> **提示文**

- - - -

約4年前DDNの完全子会社となったTintriが大きな新製品リリースを発表した。その最も重要なメッセージは、Tintriのオペレーティングシステムは、ハイパースケーラのハードウェアとは独立して実装されるようになったということだ。
Tintriは、VMとそのデータのためのストレージである。また、DDNとの関係は相乗効果をもたらしているとTintriのCTO、Brock Mowryと話す。「DDNはHPC向けのストレージを扱っており、われわれは仮想マシンを扱っている、つまり、両者は連携して、顧客により多くのものを提供できるようになっています。」
また、Tintriは独立した企業としてオペレーションを行っているが、DDNとの内部的な統合で相乗効果をあげているとのこと。
2社の統合の成功について、Mowryはいくつかの例を挙げている。例えば、3月に発表されたフラッグシップモデル「VMstore T7000シリーズ」のシャーシはDDNから提供されている。
VMstore T7000シリーズは、T7040、T7060、T7080の3つのNVMeマシンで構成され、フラッグシップのT7080は、約5000台の仮想マシンを稼働させることができ、3倍のデータを圧縮・重複排除することで論理的に約380テラバイト(物理では約125TBの容量)相当を提供する。
現在、8TBのドライブがサポートされているが、2023年には15TBドライブの追加が予定されている。これによって、容量はおよそ2倍となる。この製品の特徴の一つは、比較的少数のドライブで始められることがある。「最小構成では、24スロットのうち10スロットから利用を開始することが可能でユーザーのニーズに応じて、徐々に増やしていくことができるのです。」とMowryは述べている。
より高度なシステム制御
Tintriは、Tintri Global Center(TGC)により、Poolingやより高度なシステム制御が可能である。ストレージのリソースは、さまざまなチューニングメカニズムで最適化することができる。例えばAuto QoSは、ファイルシステムレベルで動作し、利用可能なリソースを賢く配分する。この機能は運用中も動作する。ある仮想マシンが著しく大量のリソースを消費した場合であっても、別の定義がされていない限り、他のVM が必要なリソースは確保し、どのVMも安定して稼働させる。
2022年8月は、Tintriは、 VMstoreのOSをハードウェアから切り離し、ハイパースケーラー、当初はAzureとAWSにおいてPaaSとして提供することを決定した。他のクラウドプロバイダーも後に続く予定である。さらに新たな独自の10の機能も発表し、Tintri neXtとして今後18カ月で実現することを発表した。
Tintriの重要かつユニークなセールスポイントの1つは、同社が活用する分析用AIとMLアルゴリズムだ。「それらを使ってワークロードの挙動を詳細に分析し、一定期間内にどれだけのストレージが必要になりそうか、あるいはディザスタリカバリ用のスペースがどれぐらい必要かを予測することもできます。」とMowryは説明する。さらに、Tintriの顧客には分析ツールが無償で提供され、興味のある分析を独自に行うことができる。
AI機能は、例えば1000個の新しいVMを環境に統合するためにどれだけのリソースが必要かをモデル化することも可能で、機器購入の際にも実用的だ。

- - - -

> **課題の指示**
Tintriに関する上の文章から、「約4年前DDNの完全子会社と」を含む語句で始まり「はDDNから提供されている。」で終わる部分を、一字一句変えずに書き写してください。

(ポイント注釈データの抜粋)
- - - -

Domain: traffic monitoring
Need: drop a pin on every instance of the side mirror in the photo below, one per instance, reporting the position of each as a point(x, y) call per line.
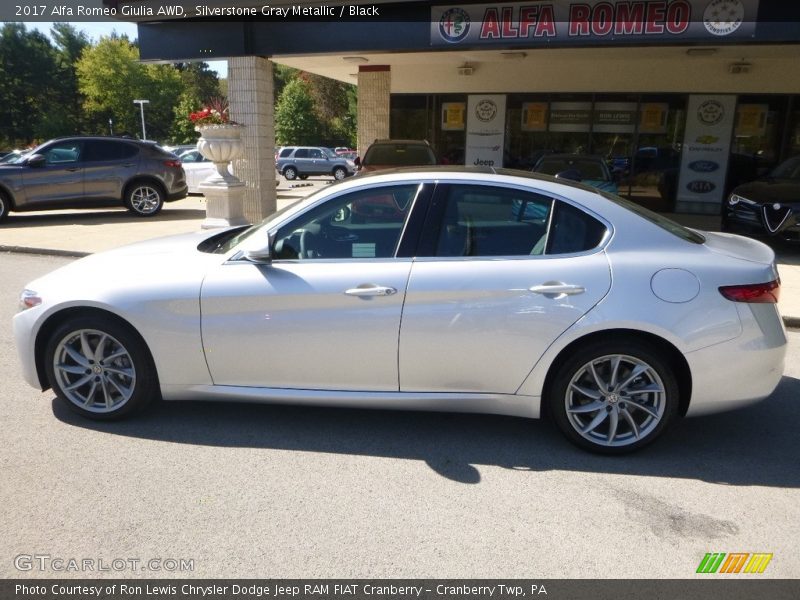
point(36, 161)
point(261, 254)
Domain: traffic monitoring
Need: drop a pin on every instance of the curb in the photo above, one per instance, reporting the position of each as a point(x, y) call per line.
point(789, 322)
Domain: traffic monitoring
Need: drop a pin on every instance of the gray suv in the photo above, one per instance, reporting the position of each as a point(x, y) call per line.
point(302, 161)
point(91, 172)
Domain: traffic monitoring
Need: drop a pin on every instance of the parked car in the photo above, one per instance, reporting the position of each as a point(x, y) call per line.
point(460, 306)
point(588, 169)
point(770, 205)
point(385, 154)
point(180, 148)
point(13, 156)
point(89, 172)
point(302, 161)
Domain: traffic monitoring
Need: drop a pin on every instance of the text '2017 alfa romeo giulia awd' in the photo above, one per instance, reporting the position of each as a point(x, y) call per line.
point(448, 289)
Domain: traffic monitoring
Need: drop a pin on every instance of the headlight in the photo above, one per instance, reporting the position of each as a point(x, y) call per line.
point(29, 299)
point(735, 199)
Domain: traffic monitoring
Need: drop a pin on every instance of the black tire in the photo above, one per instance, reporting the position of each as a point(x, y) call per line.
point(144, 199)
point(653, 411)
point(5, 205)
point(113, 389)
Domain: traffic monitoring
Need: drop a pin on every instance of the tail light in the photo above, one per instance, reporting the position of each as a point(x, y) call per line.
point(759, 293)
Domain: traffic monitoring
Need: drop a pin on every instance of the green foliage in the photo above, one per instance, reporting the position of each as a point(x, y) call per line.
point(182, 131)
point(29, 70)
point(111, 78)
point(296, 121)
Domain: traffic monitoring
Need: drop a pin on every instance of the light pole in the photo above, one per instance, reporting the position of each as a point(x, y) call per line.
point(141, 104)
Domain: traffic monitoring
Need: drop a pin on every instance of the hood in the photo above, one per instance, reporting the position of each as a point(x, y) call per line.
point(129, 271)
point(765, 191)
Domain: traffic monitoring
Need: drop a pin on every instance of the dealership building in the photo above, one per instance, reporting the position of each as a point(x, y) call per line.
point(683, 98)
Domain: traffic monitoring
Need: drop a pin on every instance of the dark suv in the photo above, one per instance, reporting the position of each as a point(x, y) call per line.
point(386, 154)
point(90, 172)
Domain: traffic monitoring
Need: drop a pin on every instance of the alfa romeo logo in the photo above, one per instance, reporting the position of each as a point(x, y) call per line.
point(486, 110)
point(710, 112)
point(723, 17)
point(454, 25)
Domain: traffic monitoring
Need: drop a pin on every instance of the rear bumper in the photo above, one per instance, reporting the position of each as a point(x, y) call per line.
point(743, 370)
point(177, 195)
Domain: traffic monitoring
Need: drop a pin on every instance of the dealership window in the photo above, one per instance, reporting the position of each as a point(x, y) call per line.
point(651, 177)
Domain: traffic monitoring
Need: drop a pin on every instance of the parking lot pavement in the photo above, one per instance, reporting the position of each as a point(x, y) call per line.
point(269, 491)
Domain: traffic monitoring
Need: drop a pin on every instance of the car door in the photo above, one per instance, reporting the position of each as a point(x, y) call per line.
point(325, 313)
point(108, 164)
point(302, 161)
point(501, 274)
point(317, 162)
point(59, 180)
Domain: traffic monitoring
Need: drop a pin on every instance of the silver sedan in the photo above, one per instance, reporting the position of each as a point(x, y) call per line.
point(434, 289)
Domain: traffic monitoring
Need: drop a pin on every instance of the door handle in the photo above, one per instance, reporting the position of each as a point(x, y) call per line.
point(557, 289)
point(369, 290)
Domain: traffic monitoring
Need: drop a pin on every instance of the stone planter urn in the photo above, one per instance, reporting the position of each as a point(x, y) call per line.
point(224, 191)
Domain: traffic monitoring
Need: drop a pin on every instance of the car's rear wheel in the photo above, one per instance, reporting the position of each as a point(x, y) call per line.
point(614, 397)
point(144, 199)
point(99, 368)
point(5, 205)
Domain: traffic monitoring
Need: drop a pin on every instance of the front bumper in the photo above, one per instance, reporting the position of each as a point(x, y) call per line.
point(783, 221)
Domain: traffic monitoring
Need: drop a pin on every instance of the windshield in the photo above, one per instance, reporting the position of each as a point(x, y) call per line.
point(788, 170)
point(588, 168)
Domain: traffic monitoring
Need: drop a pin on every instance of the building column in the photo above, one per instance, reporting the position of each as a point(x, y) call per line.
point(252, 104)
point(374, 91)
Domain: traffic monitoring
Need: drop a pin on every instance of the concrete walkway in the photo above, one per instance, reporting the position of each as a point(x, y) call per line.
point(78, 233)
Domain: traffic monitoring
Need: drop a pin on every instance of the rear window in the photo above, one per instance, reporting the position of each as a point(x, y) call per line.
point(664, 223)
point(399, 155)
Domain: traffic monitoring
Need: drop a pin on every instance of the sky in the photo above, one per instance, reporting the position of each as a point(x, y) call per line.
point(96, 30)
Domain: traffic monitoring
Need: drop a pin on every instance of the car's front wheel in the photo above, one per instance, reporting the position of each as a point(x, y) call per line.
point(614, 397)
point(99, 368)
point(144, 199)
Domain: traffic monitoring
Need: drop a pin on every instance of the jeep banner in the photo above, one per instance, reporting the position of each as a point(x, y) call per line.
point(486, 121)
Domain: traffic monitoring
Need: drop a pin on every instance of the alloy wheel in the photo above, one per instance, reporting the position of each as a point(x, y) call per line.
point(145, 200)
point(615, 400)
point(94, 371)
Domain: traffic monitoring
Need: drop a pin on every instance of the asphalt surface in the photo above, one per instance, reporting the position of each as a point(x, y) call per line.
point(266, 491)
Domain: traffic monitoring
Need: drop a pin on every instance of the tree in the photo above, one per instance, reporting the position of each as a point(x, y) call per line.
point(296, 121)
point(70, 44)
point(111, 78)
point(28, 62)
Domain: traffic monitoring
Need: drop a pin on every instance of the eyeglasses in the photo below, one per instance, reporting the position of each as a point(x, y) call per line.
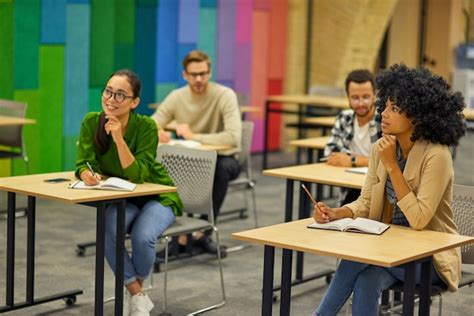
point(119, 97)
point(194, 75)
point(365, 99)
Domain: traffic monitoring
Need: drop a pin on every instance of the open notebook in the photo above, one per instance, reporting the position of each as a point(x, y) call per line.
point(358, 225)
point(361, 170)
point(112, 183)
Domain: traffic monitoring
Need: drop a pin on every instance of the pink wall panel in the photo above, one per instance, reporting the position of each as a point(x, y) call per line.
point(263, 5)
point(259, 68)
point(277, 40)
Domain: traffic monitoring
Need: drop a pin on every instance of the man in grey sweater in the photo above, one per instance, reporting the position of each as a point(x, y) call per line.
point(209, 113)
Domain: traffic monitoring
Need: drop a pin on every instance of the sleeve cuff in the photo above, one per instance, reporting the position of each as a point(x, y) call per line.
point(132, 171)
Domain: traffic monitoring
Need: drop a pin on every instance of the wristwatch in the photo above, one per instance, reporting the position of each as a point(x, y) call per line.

- - - -

> **解答全文**
約4年前DDNの完全子会社となったTintriが大きな新製品リリースを発表した。その最も重要なメッセージは、Tintriのオペレーティングシステムは、ハイパースケーラのハードウェアとは独立して実装されるようになったということだ。
Tintriは、VMとそのデータのためのストレージである。また、DDNとの関係は相乗効果をもたらしているとTintriのCTO、Brock Mowryと話す。「DDNはHPC向けのストレージを扱っており、われわれは仮想マシンを扱っている、つまり、両者は連携して、顧客により多くのものを提供できるようになっています。」
また、Tintriは独立した企業としてオペレーションを行っているが、DDNとの内部的な統合で相乗効果をあげているとのこと。
2社の統合の成功について、Mowryはいくつかの例を挙げている。例えば、3月に発表されたフラッグシップモデル「VMstore T7000シリーズ」のシャーシはDDNから提供されている。